Investors looking to beat the market could do worse than following the example of Daniel Loeb. The billionaire is the money manager for Third Point, the hedge fund he founded nearly thirty years ago. During that time, he turned $3.4 billion in seed money into a financial powerhouse with nearly $12 billion in assets under management.
Loeb has been called “one of the most successful hedge fund managers of his generation” by The Wall Street Journal, generating average annualized returns of 16% over the span of 28 years, beating the returns of the S&P 500 by nearly 6%.
The billionaire investor has long stressed investing in “high-quality companies trading at reasonable valuations” but doesn’t lose sight of “their prospective growth.”
With that as a backdrop, let’s look at two stocks Loeb bought in the second quarter.
1. Apple
Third Point’s largest new position during the second quarter, by a fair margin, was Apple (NASDAQ: AAPL). Loeb bought 1.95 million shares of Apple worth roughly $411 million and representing nearly 5% of Third Point’s portfolio, making it his seventh largest stake.
Loeb addressed the acquisition at length in Third Point’s shareholder letter, noting he purchased Apple shares in April. A quick look at the stock chart reveals that the stock was selling for 26 times earnings, a discount to a multiple of 27 for the S&P 500 at the time. Indeed, Loeb noted Apple’s “relative multiple had compressed toward a multi-year low,” thanks in part to “several years of stagnant growth.”
The compelling valuation aside, Loeb cited several factors that made Apple an intriguing pick, including the company’s ecosystem of 2.2 billion active devices and market-leading positions in several form factors across numerous key markets.
He also noted investor fears that Apple would be an “artificial intelligence (AI) loser,” but the billionaire came to a different conclusion. Loeb believes the imminent release of Apple Intelligence — a host of user features steeped in generative AI — will drive “meaningful demand within Apple’s installed base.” He went on to posit this “AI-related demand could drive a step change in improvement in Apple’s revenue and earnings over the next few years.”
I think Loeb’s thesis is right on the mark. Apple’s revenue is up less than 1% for the first nine months of its 2024 fiscal year after falling 3% in fiscal 2023, thanks to weak iPhone sales. However, inflation fell to 2.9% in July, marking its lowest rate in three years. Improving prices will give consumers more discretionary income. Furthermore, Apple announced the date for its annual iPhone reveal, scheduled for Sept. 9, when the company is expected to provide details for an AI-powered iPhone. This will no doubt spark demand among the Apple faithful, fueling a booming upgrade cycle for the iPhone 16.

Tasks and exercises:
A – Count the lines in the entries that contain the string "like", treating uppercase and lowercase as different, and give only the number.
B – Pick up the article on Daniel Loeb's stock purchases where it stops and continue it.
The article and the entries have no connection to each other.

Collection entries
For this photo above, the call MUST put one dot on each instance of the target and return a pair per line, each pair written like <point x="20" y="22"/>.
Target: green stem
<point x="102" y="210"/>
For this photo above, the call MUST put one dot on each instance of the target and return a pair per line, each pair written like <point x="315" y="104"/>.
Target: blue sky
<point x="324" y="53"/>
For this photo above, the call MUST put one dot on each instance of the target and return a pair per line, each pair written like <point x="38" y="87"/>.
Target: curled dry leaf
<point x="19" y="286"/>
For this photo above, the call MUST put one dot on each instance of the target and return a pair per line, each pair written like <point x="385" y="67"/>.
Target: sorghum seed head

Responses:
A – 4

B –
2. Taiwan Semiconductor Manufacturing
Third Point significantly increased its stake in Taiwan Semiconductor Manufacturing (NYSE: TSM), often referred to as TSMC, during the second quarter. Loeb bought an additional 850,000 shares of TSMC, increasing his total holdings to 2 million shares worth roughly $352 million and representing 4% of Third Point’s portfolio, making it his 10th largest position.
Loeb has been consistently increasing Third Point’s stake in TSMC since initiating the position in May of 2023. He noted the company is coming off its “worst year since the Global Financial Crisis,” making it a compelling opportunity. Loeb believes the combination of cyclical recovery and strong demand for AI will drive “substantial earnings growth for the company.”
TSMC occupies a unique position in the industry, according to Loeb, with a market share of more than 90% for “leading-edge semiconductor manufacturing,” which includes the chips used for AI. While AI currently represents a “relatively small percentage” of TSMC’s sales, he sees TSMC’s “AI revenue growing by multiples in the coming years.”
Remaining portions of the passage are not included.